▸ **What you should do**
Write out the lines starting at the line containing "the police badge" and ending at the line containing "[(268, 186), (574, 212)]", swapping "pixel coordinates" for "image coordinates" and leaving everything else as it is.

[Data drawn from a collection]
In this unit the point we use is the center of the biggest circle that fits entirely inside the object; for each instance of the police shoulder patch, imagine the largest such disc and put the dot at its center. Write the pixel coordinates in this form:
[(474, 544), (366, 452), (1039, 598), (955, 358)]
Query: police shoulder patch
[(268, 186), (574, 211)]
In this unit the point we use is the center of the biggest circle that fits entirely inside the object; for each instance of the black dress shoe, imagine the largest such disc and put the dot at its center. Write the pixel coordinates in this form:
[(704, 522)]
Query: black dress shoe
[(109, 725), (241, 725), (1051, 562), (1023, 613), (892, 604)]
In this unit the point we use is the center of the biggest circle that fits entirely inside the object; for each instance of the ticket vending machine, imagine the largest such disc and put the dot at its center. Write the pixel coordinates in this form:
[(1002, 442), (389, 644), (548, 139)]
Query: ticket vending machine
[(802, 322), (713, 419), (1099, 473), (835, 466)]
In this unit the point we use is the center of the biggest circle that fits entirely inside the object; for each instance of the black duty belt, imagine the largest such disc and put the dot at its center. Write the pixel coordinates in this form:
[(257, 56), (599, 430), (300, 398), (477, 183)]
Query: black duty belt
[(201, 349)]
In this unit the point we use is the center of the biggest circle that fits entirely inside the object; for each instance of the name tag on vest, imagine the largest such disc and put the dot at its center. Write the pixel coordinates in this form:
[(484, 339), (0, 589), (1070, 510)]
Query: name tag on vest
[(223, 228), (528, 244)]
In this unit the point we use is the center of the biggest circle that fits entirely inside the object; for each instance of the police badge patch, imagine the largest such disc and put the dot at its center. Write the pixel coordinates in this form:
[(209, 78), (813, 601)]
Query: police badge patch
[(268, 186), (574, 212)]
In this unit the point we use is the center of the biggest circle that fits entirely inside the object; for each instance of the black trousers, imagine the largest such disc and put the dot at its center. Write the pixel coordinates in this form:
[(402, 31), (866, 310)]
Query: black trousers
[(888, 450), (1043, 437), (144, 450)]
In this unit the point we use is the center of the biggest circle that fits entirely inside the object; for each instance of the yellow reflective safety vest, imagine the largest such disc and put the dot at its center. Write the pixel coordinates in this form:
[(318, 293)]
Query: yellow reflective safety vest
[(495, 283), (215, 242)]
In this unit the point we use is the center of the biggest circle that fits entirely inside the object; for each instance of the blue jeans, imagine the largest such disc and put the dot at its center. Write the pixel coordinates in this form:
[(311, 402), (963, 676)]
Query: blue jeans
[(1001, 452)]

▸ **Answer to this exercise**
In this unit the point we use is the center of the biggest circle that fits entirely inside the object; for each instance of the police badge patch, imagine the largest such disc and put the dot at its center. Write the image coordinates in this form:
[(209, 78), (813, 601)]
Query: police badge patch
[(268, 186), (574, 212)]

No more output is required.